Given text:
§

The fight between the Ambani brothers, Mukesh and Anil, over the Reliance Industries investment in Reliance Infocomm began in late 2003, with Anil protesting strongly about the price at which Mukesh proposed to convert RIL's preference share investment in Infocomm into equity.
 
His protests effectively blocked the conversion, which he argued were not in RIL's interest. The RIL board three months later reduced his financial powers.
 
In November or December of 2003, Mukesh Ambani (chairman of both RIL and Infocomm) proposed that the preference shares with a face value of a rupee be converted into equity shares at Rs 50 per share with a face value of a rupee.
 
Four months later, in April, he raised this price to Rs 96.20 per share "" at exactly the time when Mukesh's own sweat equity was being issued at a rupee a share.
 
Thus, RIL was to pay Rs 8,100 crore for equity shares with a face value of Rs 84 crore, while in the same month its chairman would get equity of Rs 50 crore at par "" which the RIL board was not aware of.

§

Dataset section:
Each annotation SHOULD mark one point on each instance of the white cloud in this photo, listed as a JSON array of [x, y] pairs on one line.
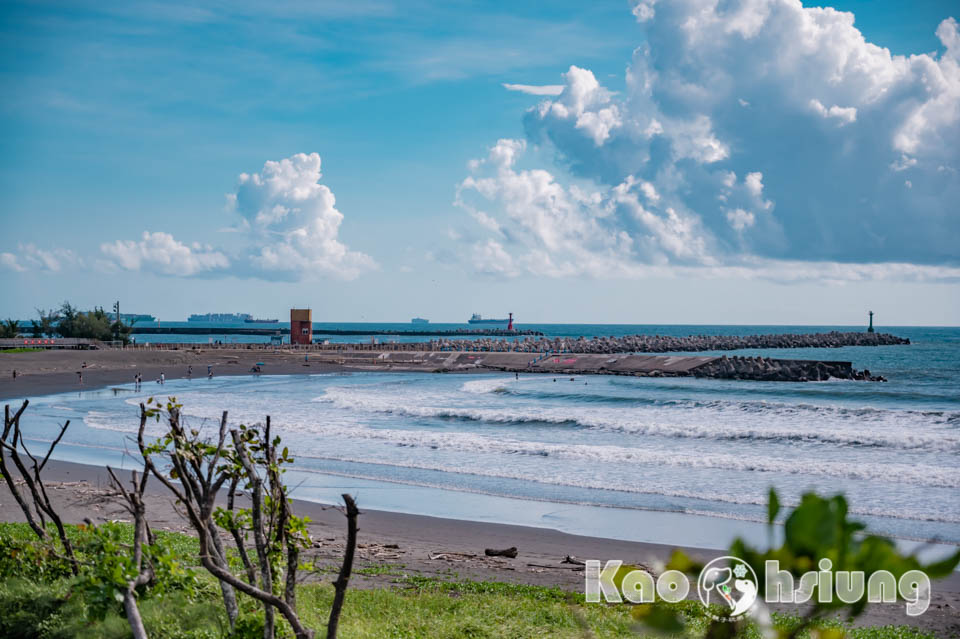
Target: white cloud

§

Stated task 1: Duplicate the text on the Ambani brothers' dispute between "Thus, RIL was" and "not aware of.", inclusive.
Stated task 2: Pick up the account of the Ambani brothers' dispute over Reliance Infocomm right after its final sentence and write the next part.

Task answer 1:
Thus, RIL was to pay Rs 8,100 crore for equity shares with a face value of Rs 84 crore, while in the same month its chairman would get equity of Rs 50 crore at par "" which the RIL board was not aware of.

Task answer 2:
The RIL conversion, if it had happened, would have taken its beneficial holding in Infocomm from 36 per cent to about 46 per cent of the increased capital "" ie, less than the majority, although it would have funded about 90 per cent of Infocomm's investment, provided financial guarantees and taken on much of the responsibility for even running the business.
 
Anil Ambani as a member of the RIL board, protested strongly at the conversion that was proposed, according to company sources. He demanded to know who had done any independent valuation of Reliance Infocomm in order to arrive at the proposed conversion price.
 
Anil also asked why the earlier conversion at Rs 50 per share had not gone through, and why a much higher conversion price was now proposed.
 
A senior Reliance group official, who is close to Mukesh Ambani, contested that Anil Ambani had blocked the conversion of preference shares.
 
He said: "Corporate procedures normally followed in such cases of conversion are that the company (here, Reliance Industries) appoints a valuer to fix the price of conversion. Nothing of that sort has happened." The official also said the conversion price was neither fixed at Rs 50 nor at Rs 96.20.
 
According to company law and normal practice, all investment decisions by a company have to be taken unanimously by its board of directors.
 
In the face of Anil Ambani's protests, the conversion of the preference shares held by RIL in Infocomm could not be converted into equity and may not even have been taken formally to the board for its consideration.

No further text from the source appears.